### TASK 1
Reproduce part of the Windham High School passage verbatim, beginning at the words "In 1939, the" and stopping after the words "ever so honored.".

Windham Junior/Senior High School is a public high school in Windham, Ohio, Portage County, Ohio It is the only high school in the Windham Exempted Village School District. Their mascot is the Bombers and compete as a member of the Ohio High School Athletic Association and is a member of the Northeastern Athletic Conference. Windham High School was founded in 1883.

Athletics
Windham High School currently offers:

 Baseball
 Basketball
 Cheerleading
 Football
 Golf
 Softball
 Track and field
 Volleyball

History
The Bombers have at least one league championship in every sport in which they participate.  During the late 1950s, the school played a leading role in establishing the short-lived Tomahawk Conference and was a longtime member of the former Portage County League and Portage Trail Conference.

In 1939, the school was ranked by The American Boy magazine as the 16th best in the nation for six-man football. This selection was made by Stephen Epler, the creator of what was then a fairly new sport.  The Bombers defeated Stamford Collegiate Secondary School in Niagara Falls, Ontario for the first-ever international title on October 5, 1940, and were ranked in the top 10 in the nation by The American Boy magazine. Three members of the team, Harold and Fred Stanley and Robert Turner, were chosen as All-American players, the only Windham players ever so honored.

### TASK 2
Give the lines of the listing below as a JSON array of strings, one string per line and no blank lines. Begin at the line that has "Crowdworker instructions — please locate every tower", stop after the line that has "[28, 46, 350, 133]", include both, and include nothing else.

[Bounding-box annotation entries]
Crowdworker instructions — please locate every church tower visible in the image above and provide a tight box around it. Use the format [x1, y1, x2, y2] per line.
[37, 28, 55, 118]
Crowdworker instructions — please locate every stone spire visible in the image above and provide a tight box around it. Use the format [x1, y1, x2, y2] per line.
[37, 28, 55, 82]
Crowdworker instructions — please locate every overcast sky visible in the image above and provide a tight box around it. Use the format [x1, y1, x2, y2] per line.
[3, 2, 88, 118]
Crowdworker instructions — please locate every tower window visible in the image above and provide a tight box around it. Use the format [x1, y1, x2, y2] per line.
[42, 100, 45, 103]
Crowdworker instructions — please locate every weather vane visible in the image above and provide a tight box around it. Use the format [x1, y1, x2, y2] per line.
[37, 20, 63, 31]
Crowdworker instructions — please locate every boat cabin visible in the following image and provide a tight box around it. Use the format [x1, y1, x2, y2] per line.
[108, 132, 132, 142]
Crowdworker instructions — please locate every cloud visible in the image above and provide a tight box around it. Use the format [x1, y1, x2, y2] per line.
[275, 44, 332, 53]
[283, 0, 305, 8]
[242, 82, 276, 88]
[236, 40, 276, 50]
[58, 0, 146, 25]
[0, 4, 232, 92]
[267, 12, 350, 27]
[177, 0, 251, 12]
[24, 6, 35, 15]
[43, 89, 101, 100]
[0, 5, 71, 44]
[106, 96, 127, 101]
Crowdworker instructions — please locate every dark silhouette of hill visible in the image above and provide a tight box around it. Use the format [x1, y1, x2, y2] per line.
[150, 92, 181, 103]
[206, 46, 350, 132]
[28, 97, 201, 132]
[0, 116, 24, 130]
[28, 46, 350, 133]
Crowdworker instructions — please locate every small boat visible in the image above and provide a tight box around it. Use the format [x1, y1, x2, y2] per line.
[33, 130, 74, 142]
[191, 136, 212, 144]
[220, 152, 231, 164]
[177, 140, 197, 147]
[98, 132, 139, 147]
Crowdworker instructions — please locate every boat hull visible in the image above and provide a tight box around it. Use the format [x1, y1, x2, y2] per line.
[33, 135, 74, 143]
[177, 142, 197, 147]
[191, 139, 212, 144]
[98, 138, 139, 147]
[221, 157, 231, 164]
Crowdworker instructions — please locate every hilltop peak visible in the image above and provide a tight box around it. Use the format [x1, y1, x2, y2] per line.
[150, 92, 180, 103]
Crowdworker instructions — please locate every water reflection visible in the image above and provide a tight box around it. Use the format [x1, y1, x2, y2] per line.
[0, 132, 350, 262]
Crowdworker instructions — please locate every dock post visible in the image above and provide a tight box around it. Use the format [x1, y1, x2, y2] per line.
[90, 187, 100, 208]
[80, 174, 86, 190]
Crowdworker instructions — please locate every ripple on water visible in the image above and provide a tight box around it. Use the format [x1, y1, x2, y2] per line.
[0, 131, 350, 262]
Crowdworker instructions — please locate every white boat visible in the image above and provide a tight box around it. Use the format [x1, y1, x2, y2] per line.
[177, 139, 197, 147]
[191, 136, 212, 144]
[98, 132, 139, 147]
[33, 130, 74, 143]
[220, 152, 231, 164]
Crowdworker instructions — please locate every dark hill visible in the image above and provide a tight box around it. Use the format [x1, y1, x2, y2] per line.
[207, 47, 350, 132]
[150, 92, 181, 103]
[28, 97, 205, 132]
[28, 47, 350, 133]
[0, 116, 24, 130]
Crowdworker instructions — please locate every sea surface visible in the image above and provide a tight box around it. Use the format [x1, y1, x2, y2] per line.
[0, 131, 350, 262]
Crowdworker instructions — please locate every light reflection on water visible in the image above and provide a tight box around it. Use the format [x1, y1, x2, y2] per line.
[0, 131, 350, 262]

--

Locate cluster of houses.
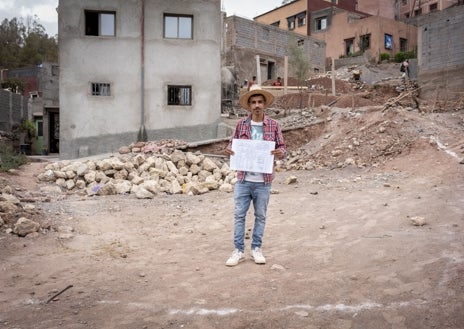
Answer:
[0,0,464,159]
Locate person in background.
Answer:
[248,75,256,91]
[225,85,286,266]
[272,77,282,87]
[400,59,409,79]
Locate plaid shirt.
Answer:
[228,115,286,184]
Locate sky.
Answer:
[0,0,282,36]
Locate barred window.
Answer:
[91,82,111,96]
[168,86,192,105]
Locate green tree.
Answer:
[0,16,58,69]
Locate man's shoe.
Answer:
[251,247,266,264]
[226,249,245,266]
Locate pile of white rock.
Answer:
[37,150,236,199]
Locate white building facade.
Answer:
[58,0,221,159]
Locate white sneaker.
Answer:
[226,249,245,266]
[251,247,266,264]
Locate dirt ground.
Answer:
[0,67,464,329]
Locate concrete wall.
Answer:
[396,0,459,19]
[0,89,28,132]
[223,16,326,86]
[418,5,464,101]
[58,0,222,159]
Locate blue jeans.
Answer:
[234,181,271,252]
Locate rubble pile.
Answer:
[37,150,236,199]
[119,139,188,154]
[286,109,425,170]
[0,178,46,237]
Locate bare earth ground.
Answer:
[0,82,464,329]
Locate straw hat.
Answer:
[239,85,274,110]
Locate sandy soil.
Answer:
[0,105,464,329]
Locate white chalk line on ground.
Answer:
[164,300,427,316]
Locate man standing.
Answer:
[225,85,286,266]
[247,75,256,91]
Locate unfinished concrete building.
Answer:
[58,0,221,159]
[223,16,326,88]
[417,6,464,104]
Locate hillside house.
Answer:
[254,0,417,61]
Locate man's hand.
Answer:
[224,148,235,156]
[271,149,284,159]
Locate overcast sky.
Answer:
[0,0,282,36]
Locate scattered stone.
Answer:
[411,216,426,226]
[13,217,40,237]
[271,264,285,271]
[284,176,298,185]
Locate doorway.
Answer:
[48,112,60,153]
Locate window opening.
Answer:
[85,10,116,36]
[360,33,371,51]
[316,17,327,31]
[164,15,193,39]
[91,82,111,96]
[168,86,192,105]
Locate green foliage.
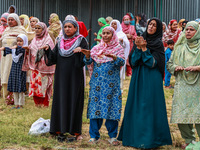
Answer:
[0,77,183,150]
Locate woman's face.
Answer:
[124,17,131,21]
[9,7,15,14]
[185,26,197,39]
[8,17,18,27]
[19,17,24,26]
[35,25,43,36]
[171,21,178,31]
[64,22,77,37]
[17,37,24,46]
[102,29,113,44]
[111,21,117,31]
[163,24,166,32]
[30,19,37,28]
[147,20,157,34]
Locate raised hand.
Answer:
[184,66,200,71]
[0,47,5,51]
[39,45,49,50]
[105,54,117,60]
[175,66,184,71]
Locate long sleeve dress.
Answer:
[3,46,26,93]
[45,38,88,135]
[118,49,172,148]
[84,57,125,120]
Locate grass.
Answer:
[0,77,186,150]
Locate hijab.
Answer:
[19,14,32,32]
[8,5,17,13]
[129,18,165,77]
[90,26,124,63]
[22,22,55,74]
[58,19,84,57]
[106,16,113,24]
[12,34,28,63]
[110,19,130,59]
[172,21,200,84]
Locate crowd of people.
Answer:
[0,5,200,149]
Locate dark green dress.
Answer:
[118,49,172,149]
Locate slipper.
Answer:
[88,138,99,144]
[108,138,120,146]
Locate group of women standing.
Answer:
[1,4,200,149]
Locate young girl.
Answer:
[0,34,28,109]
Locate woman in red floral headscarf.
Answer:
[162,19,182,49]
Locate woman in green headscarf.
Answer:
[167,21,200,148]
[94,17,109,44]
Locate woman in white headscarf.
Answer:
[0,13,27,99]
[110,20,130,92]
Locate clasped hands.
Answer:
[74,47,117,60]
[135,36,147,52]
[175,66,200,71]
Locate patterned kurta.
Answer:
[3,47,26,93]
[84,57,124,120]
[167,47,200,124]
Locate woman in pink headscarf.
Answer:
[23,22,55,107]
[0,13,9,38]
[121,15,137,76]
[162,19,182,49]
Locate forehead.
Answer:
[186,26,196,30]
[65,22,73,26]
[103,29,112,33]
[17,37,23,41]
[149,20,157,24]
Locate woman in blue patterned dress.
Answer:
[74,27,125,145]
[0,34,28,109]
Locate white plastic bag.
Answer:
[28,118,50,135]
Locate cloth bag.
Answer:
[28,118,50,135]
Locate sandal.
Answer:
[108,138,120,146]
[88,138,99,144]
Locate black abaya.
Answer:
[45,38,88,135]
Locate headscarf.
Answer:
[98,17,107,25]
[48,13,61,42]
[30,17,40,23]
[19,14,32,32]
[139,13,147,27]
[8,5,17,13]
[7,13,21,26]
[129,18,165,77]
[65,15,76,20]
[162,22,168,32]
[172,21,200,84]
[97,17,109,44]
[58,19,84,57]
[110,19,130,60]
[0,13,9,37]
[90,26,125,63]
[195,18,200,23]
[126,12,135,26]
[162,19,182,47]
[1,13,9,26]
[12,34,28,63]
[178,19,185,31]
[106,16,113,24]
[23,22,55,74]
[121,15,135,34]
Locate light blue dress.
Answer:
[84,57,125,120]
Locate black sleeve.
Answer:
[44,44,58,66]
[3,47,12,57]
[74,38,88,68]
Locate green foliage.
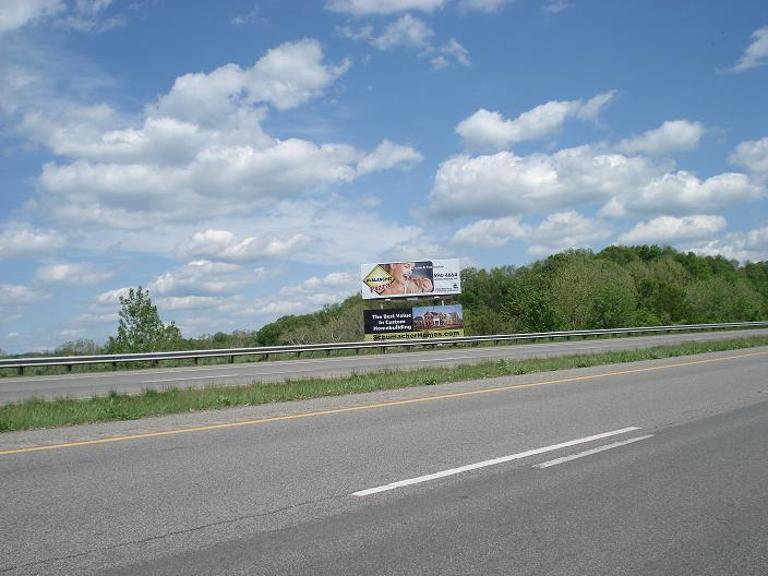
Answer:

* * *

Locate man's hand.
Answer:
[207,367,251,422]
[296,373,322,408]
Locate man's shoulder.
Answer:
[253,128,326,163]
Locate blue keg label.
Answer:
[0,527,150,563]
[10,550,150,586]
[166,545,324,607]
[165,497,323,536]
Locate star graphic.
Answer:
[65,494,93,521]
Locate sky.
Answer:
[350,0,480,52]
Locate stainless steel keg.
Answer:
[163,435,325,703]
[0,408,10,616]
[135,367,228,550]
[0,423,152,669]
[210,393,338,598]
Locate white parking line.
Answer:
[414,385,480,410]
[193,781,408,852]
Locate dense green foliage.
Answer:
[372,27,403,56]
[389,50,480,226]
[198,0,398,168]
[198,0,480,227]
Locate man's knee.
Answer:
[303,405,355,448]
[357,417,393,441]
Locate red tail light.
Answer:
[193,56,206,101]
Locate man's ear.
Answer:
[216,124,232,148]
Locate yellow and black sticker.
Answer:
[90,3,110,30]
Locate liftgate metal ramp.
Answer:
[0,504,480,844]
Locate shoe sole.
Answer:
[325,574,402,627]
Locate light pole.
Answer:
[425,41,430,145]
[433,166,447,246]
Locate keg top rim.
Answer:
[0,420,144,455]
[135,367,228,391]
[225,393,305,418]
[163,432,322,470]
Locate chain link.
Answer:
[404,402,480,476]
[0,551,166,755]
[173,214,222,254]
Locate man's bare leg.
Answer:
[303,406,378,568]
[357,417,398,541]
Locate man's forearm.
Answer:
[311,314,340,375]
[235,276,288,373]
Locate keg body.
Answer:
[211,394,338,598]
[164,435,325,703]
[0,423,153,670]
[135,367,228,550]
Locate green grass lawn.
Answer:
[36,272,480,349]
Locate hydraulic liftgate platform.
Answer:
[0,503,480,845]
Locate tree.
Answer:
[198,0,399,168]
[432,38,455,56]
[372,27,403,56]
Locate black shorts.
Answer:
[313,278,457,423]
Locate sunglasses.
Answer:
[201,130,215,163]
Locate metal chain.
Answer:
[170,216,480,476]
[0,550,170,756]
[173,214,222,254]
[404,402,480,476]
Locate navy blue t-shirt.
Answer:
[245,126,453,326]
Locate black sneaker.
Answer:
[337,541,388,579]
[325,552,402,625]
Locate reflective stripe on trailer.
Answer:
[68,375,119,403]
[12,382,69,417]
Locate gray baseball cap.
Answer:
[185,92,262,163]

### OUTPUT 1
In 1939, the school was ranked by The American Boy magazine as the 16th best in the nation for six-man football. This selection was made by Stephen Epler, the creator of what was then a fairly new sport.  The Bombers defeated Stamford Collegiate Secondary School in Niagara Falls, Ontario for the first-ever international title on October 5, 1940, and were ranked in the top 10 in the nation by The American Boy magazine. Three members of the team, Harold and Fred Stanley and Robert Turner, were chosen as All-American players, the only Windham players ever so honored.

### OUTPUT 2
[
  "Crowdworker instructions — please locate every tower window visible in the image above and provide a tight box around it. Use the format [x1, y1, x2, y2] per line.",
  "[42, 100, 45, 103]",
  "Crowdworker instructions — please locate every weather vane visible in the image above and provide a tight box around it. Use the format [x1, y1, x2, y2] per line.",
  "[37, 20, 63, 31]",
  "Crowdworker instructions — please locate every boat cabin visible in the following image and provide a tight box around it. Use the format [x1, y1, x2, y2] per line.",
  "[108, 132, 132, 142]",
  "Crowdworker instructions — please locate every cloud visible in the image above and provide a tight box around it. Use the format [x1, y1, x2, y2] per line.",
  "[275, 44, 332, 53]",
  "[283, 0, 305, 8]",
  "[242, 82, 276, 88]",
  "[236, 40, 276, 50]",
  "[58, 0, 146, 25]",
  "[0, 4, 232, 92]",
  "[267, 12, 350, 27]",
  "[177, 0, 251, 12]",
  "[24, 6, 35, 15]",
  "[43, 89, 101, 100]",
  "[0, 5, 71, 44]",
  "[106, 96, 127, 101]",
  "Crowdworker instructions — please locate every dark silhouette of hill visible in the image above and provide a tight box around it. Use the format [x1, y1, x2, y2] per line.",
  "[150, 92, 181, 103]",
  "[206, 46, 350, 132]",
  "[28, 97, 201, 132]",
  "[0, 116, 24, 130]",
  "[28, 46, 350, 133]"
]